Point annotation dataset records:
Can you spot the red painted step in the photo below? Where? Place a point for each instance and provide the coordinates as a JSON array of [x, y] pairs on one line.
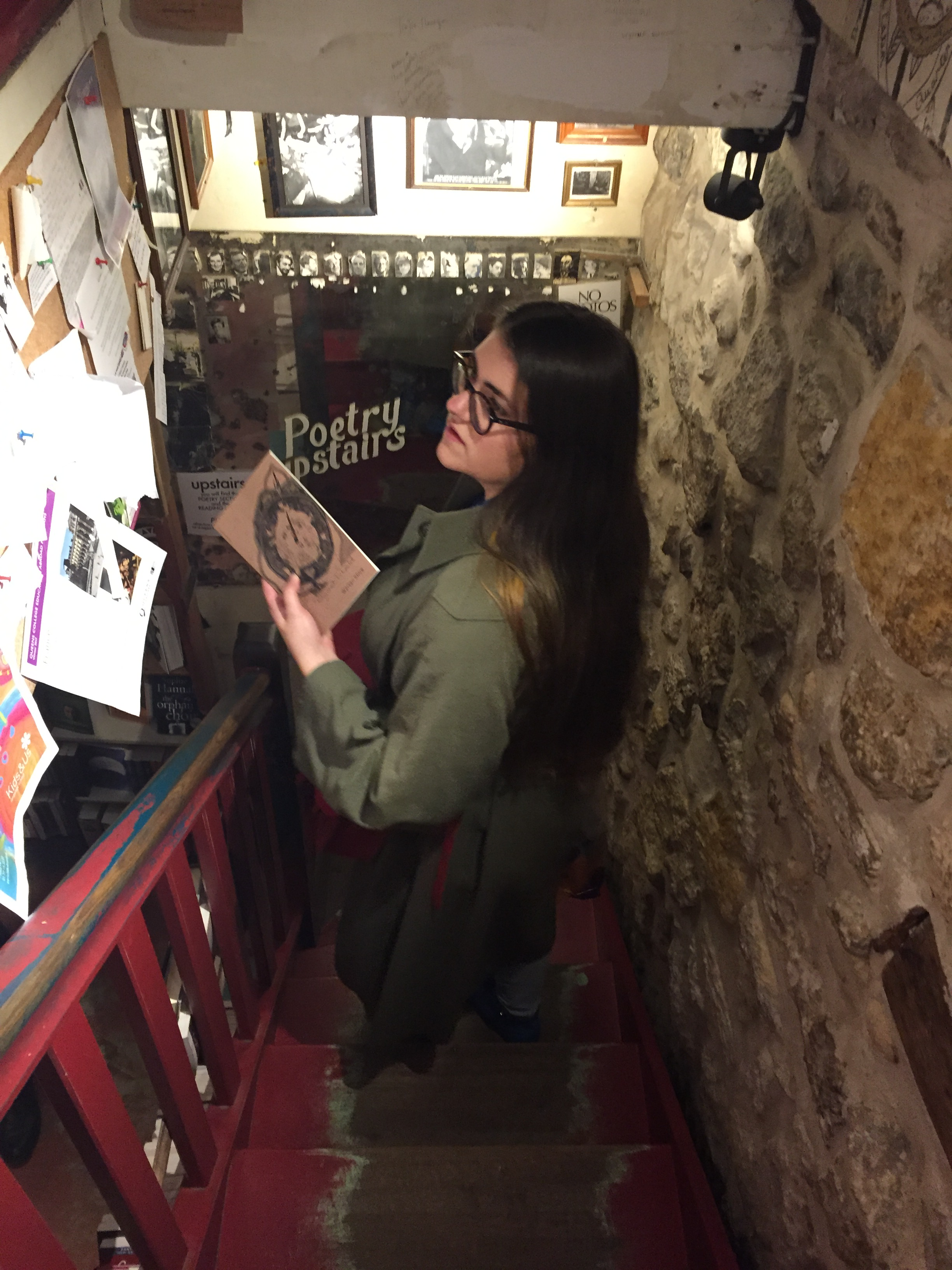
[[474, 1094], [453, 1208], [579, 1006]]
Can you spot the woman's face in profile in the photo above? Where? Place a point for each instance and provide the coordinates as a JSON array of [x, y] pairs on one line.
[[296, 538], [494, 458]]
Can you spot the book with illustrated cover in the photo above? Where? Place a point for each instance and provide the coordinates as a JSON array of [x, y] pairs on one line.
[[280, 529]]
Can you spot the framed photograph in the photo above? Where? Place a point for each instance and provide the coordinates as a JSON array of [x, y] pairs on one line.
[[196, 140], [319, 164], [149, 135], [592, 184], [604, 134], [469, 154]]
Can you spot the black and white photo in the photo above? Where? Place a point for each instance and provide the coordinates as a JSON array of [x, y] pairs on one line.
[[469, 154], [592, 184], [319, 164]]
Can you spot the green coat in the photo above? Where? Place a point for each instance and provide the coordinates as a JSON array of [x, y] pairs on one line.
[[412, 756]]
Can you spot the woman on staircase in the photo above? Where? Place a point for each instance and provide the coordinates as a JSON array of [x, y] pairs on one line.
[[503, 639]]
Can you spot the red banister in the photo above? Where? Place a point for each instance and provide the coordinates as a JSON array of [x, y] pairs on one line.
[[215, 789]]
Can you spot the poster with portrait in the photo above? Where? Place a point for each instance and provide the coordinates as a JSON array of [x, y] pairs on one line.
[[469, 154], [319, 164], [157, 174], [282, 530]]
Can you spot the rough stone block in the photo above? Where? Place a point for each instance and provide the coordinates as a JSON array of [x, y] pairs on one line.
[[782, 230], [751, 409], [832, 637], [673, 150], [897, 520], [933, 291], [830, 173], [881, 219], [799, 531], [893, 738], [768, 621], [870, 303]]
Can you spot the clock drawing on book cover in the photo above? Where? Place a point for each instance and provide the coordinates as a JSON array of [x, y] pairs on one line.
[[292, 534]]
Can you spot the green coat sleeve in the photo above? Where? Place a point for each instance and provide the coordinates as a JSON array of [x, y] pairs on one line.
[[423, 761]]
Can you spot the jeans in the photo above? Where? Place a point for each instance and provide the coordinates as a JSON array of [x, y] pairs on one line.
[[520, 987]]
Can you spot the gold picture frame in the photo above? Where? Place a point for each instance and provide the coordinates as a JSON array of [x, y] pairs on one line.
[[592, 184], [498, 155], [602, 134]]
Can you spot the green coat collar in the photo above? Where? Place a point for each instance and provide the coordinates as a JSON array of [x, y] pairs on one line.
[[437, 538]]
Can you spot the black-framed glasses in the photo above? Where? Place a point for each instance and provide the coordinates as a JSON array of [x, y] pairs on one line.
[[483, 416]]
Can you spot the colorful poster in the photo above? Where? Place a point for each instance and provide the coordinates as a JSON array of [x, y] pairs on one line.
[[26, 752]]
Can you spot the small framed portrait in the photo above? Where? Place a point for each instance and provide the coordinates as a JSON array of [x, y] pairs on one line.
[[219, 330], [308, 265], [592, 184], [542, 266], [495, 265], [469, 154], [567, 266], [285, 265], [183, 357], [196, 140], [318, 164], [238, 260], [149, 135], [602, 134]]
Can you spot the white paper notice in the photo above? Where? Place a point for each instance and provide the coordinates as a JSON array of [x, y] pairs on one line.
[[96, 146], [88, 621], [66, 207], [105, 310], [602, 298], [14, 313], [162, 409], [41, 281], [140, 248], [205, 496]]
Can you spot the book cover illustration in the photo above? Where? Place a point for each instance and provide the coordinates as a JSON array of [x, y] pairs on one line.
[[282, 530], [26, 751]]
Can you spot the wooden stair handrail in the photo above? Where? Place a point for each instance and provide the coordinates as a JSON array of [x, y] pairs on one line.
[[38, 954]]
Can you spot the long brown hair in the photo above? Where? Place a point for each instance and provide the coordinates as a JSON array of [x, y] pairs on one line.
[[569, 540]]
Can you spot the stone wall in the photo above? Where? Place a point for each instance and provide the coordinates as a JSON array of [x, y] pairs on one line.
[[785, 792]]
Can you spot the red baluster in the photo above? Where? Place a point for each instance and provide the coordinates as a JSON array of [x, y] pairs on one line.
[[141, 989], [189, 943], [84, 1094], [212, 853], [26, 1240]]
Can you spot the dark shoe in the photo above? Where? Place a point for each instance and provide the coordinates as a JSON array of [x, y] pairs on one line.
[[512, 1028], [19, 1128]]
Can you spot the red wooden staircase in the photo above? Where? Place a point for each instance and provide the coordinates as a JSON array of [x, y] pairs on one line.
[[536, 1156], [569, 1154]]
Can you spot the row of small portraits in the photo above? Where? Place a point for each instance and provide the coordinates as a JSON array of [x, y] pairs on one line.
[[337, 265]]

==

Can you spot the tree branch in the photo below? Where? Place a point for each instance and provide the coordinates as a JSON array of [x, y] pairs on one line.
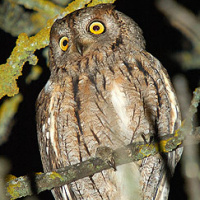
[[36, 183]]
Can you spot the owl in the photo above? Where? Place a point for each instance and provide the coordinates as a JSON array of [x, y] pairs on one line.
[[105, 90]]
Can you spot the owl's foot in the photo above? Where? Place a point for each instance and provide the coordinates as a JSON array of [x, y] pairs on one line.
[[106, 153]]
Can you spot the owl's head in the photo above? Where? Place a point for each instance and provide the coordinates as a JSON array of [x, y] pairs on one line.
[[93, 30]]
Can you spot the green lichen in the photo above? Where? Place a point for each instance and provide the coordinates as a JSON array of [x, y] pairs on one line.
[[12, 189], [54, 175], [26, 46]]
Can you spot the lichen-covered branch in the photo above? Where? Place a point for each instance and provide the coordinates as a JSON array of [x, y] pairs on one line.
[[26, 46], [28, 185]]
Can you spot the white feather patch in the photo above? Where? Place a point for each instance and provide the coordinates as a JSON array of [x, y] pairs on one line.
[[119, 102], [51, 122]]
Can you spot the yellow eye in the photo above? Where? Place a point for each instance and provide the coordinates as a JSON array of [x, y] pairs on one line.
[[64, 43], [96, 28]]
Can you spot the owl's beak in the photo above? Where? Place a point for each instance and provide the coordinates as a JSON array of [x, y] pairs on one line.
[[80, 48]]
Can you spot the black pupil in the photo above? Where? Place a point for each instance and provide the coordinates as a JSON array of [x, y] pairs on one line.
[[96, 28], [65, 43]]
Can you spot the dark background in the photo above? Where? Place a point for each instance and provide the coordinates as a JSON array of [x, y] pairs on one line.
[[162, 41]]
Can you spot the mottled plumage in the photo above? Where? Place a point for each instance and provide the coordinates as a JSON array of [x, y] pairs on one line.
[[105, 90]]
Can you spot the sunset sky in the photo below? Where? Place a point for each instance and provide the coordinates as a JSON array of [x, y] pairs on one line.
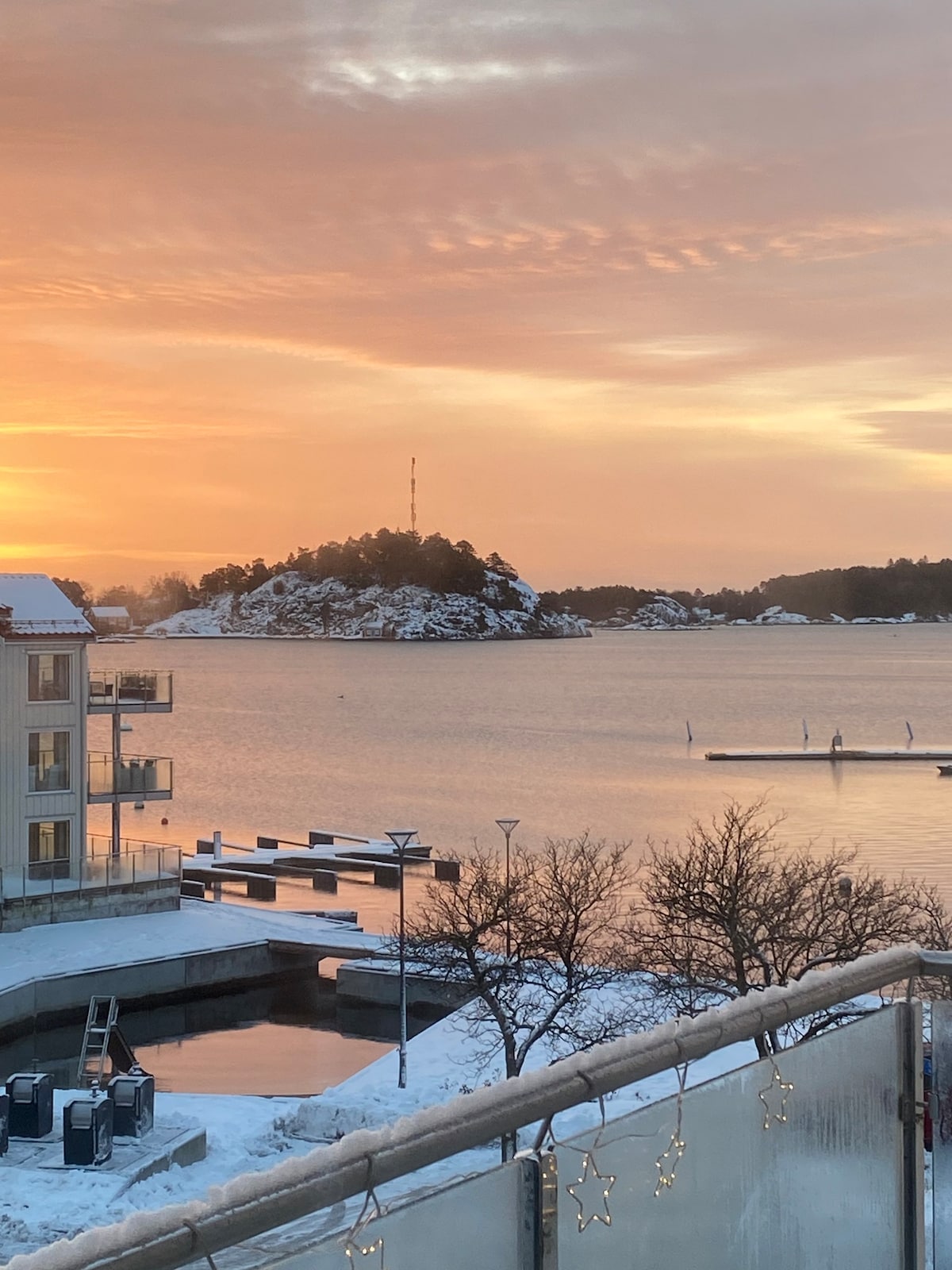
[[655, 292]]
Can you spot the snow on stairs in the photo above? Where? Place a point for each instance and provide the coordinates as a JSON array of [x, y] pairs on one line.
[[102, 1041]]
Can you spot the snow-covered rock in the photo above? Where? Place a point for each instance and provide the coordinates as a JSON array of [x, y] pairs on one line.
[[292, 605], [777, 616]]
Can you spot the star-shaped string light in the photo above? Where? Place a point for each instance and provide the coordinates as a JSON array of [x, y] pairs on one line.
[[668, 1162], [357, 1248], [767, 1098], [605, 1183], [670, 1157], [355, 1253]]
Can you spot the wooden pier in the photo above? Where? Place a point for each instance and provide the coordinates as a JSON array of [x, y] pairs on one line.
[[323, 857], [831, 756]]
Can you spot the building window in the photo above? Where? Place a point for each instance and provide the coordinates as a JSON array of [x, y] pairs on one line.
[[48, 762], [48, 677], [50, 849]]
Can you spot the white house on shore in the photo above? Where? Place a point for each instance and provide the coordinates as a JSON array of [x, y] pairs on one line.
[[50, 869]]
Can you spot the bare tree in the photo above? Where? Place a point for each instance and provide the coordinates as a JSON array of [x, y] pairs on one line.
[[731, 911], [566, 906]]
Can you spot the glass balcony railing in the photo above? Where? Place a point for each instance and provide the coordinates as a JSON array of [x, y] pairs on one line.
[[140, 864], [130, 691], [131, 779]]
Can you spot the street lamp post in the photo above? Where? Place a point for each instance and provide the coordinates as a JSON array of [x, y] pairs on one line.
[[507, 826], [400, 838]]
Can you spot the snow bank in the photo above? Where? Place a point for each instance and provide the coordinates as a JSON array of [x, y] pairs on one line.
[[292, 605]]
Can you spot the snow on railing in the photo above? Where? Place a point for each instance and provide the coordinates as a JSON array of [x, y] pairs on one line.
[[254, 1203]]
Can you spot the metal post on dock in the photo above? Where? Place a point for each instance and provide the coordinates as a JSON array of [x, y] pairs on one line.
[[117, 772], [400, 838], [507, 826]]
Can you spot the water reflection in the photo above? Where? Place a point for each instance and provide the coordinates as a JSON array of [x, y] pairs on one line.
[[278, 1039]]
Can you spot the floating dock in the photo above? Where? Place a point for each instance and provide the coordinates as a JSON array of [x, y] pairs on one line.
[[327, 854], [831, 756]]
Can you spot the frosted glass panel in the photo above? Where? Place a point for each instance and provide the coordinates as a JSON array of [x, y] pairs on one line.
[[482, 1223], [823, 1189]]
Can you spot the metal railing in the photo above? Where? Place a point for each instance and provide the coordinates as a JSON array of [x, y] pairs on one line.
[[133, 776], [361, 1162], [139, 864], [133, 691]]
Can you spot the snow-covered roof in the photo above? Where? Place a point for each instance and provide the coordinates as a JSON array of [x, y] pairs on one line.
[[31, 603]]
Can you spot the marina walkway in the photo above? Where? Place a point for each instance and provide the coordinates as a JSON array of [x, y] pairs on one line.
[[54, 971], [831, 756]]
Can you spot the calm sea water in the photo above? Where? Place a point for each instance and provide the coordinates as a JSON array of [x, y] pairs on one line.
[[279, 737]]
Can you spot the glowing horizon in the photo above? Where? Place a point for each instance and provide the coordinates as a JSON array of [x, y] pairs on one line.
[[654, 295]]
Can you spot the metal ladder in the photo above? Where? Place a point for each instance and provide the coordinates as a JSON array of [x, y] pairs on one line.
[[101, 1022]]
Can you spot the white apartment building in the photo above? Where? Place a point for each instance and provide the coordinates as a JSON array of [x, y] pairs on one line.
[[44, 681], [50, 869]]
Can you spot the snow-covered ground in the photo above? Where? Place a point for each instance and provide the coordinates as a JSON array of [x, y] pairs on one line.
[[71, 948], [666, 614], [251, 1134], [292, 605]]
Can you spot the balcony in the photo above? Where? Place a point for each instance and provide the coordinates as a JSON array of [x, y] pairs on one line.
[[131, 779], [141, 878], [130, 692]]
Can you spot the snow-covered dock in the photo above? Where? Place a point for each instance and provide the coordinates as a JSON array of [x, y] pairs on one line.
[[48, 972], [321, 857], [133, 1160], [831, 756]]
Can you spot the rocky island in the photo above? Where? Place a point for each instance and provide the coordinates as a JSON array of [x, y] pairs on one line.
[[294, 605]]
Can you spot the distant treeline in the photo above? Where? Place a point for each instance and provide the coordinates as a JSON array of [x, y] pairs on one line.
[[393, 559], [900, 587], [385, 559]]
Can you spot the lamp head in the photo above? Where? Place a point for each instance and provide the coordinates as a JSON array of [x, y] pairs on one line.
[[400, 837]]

...

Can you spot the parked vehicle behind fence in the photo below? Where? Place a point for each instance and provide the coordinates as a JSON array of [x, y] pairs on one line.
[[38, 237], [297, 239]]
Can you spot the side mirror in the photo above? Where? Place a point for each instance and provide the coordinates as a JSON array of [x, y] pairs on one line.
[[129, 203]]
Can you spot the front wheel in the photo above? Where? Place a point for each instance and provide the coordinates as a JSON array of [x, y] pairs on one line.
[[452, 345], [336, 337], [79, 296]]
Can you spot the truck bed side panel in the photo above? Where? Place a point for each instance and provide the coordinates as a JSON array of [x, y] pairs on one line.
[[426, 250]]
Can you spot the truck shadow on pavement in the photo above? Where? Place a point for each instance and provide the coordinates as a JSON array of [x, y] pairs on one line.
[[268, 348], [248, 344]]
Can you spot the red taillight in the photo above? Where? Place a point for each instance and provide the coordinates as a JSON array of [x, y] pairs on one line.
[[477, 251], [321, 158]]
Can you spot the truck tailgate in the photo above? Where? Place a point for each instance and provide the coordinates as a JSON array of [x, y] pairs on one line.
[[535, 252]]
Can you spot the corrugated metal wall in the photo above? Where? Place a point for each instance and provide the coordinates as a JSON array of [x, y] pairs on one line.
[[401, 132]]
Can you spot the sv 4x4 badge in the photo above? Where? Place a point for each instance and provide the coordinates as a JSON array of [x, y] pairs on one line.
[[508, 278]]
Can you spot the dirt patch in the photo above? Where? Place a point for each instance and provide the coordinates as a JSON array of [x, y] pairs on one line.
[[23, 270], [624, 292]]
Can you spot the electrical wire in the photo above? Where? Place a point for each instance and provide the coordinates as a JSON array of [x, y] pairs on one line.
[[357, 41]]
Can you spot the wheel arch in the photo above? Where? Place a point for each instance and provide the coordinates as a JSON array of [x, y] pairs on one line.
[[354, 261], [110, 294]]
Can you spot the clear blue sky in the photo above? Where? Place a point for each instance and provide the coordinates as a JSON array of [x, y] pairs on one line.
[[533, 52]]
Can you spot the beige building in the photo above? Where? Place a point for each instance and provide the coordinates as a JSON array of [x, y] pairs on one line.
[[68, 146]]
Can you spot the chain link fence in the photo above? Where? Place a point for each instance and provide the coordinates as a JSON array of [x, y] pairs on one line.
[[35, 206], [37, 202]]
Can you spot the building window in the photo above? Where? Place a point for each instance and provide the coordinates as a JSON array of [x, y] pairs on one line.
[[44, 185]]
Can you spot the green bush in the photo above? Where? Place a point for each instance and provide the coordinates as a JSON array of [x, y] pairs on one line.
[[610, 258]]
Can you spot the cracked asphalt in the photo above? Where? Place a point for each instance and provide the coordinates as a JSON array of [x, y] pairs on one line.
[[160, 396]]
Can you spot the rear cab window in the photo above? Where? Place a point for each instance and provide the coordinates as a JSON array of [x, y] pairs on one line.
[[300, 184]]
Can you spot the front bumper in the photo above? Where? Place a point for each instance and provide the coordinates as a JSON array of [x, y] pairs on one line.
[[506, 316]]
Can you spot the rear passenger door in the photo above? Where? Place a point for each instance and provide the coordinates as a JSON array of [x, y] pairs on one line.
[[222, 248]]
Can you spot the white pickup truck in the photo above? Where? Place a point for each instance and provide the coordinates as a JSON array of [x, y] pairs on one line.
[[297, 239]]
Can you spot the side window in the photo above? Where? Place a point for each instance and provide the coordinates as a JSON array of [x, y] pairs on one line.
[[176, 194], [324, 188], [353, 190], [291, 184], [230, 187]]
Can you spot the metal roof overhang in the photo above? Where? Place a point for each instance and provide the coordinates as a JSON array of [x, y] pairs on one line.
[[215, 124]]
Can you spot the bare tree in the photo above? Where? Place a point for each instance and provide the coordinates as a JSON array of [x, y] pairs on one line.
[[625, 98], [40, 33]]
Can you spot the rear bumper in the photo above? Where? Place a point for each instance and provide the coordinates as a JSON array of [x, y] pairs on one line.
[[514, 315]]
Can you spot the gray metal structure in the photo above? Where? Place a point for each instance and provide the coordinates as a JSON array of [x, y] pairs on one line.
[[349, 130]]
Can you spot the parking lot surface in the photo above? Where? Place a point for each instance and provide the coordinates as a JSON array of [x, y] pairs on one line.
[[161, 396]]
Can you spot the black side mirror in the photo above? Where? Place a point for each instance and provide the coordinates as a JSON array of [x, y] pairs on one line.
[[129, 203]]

Objective: Pull out each line of the items above that contains the word "dock", and copy those lines unchanged.

Response to the task:
Can you spot the metal post on dock in the photo above? Where? Place a point for each instance and provide the coordinates as a JSON array of [x, y] pairs on one line.
Can you spot the floating dock in the photo above? Where? Place a point for each instance and provide the coordinates as a JSON array of [x, y] pairs on one line.
Can you spot the snow-covered dock in the photo above? Where? Place a point for each instance and provide the coordinates as a JSON array of [x, y] pairs on one line.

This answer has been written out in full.